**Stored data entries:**
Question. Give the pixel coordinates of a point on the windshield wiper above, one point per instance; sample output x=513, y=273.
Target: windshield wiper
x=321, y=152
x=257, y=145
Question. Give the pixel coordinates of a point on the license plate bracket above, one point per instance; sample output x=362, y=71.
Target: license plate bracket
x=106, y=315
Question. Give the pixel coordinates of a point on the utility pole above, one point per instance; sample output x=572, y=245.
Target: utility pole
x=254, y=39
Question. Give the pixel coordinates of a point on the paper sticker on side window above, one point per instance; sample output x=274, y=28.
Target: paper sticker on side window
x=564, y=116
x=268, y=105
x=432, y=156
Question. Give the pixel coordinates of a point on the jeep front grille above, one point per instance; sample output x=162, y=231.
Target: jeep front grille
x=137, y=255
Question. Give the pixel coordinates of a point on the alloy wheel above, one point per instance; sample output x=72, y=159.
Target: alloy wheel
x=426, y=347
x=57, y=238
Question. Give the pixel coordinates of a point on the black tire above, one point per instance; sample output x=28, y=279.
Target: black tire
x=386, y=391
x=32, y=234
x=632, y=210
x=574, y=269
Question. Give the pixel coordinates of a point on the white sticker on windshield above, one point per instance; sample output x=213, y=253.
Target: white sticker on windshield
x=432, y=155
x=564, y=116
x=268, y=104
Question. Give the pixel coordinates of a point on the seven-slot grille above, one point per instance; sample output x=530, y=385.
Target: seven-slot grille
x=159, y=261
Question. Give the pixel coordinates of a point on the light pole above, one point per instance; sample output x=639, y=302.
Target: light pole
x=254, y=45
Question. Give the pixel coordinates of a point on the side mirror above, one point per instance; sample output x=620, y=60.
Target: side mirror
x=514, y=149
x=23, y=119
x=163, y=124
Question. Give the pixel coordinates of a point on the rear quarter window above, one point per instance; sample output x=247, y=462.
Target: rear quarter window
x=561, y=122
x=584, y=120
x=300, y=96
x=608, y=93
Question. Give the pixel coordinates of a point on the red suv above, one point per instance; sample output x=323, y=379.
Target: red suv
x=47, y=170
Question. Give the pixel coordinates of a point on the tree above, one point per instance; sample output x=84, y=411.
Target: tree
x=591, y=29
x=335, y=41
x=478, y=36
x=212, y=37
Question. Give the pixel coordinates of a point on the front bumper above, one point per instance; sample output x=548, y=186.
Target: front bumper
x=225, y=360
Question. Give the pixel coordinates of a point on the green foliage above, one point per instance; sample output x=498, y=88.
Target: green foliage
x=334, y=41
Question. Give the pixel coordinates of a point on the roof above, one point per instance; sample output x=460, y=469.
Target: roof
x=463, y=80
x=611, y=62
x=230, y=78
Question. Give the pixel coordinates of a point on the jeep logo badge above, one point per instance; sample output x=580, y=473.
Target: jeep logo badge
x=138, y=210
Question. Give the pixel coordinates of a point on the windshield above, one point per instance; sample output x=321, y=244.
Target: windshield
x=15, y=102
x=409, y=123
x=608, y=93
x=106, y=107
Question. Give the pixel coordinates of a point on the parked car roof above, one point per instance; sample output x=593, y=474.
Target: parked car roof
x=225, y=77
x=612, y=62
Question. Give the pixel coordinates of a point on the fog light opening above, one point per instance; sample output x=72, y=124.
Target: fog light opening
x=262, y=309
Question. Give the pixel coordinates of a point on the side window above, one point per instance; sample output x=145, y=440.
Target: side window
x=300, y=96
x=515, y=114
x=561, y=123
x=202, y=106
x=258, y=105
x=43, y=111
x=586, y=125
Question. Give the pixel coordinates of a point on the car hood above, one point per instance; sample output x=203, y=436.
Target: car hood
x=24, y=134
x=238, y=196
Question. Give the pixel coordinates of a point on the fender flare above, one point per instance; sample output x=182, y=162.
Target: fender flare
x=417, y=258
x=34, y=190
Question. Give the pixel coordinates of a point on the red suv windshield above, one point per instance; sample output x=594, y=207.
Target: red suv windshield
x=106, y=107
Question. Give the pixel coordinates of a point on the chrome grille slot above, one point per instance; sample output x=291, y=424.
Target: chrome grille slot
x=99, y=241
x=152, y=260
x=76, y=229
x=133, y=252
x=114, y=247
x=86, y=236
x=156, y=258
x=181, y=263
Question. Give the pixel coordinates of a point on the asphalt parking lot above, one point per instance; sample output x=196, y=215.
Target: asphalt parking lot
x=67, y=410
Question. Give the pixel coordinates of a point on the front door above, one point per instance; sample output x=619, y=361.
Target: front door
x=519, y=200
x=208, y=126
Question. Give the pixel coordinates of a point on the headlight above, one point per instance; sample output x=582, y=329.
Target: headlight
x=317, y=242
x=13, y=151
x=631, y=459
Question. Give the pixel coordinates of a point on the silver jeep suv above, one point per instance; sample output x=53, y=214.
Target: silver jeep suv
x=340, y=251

**Problem details:** Can you quote the data above word for word, starting at its first line and ending at the line containing "x=159, y=261", with both of those lines included?

**Reply to the exercise:**
Question. Give the pixel coordinates of a point on the windshield wiper above, one point per instance; sample output x=513, y=273.
Target: windshield wiper
x=321, y=152
x=257, y=145
Question. Give the pixel coordinates of a point on the license plate bracket above, one point per instance; sample output x=362, y=71.
Target: license plate bracket
x=106, y=315
Question. Give the pixel coordinates of a point on the utility pole above, one point per instance; sample output x=572, y=245.
Target: utility pole
x=254, y=39
Question. Give the pixel coordinates of a point on the paper sticker on side window above, one point per instance; sample output x=274, y=28.
Target: paper sticker on side window
x=564, y=116
x=268, y=105
x=432, y=156
Question. Give the pixel coordinates of a point on the jeep front grille above, one point per instance; sample output x=162, y=231.
Target: jeep front grille
x=137, y=255
Question. Give the pixel coordinates of a point on the alloy wheel above, one point per instance; sample output x=72, y=159.
Target: alloy wheel
x=426, y=347
x=57, y=238
Question. Give the pixel coordinates of a point on the black tire above, one point per instance; sample output x=28, y=279.
Target: black tire
x=386, y=391
x=32, y=234
x=632, y=210
x=574, y=269
Question. Give the pixel coordinates of a point on the white sticker on windshield above, one point per instance; sample output x=213, y=253.
Target: white sticker on windshield
x=432, y=155
x=564, y=116
x=268, y=104
Question. Give the pixel coordinates of a point on the seven-slot grille above, one point per instance; sample output x=530, y=385.
Target: seven-slot grille
x=159, y=261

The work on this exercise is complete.